Start of Block
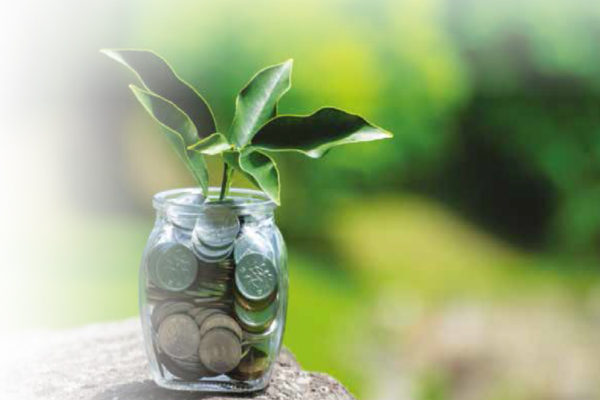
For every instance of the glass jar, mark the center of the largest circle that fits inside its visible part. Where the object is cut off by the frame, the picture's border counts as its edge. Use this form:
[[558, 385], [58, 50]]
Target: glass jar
[[213, 291]]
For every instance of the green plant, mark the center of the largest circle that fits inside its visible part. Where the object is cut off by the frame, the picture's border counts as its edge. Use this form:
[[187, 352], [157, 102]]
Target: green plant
[[187, 121]]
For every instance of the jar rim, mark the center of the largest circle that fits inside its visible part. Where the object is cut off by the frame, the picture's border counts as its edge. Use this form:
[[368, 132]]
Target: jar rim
[[243, 200]]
End of Block
> **Exercise goal**
Give back the full listing above word for word, and let no picture through.

> **Completed exercise**
For every instance of the glass jar, mark the center of the largest circle that fits inside its visible part. Where the object is cut off by the frame, the picture's border counts as its edge. Use this form:
[[558, 385], [58, 50]]
Target: glass jar
[[213, 291]]
For every instance of the green plant, mark the center of the largest circle that fits inside its visible part. Where the object is cut off by the frame, the picture's border counts as its edge. Use this form:
[[187, 352], [157, 102]]
Target: green plant
[[187, 121]]
For every instance of the jar rim, mark the center of the largest circle that fits inside its visible part. Where the object is cut off by the frame, the picture's border counts as its edge. Use this form:
[[368, 132]]
Target: jar rim
[[243, 200]]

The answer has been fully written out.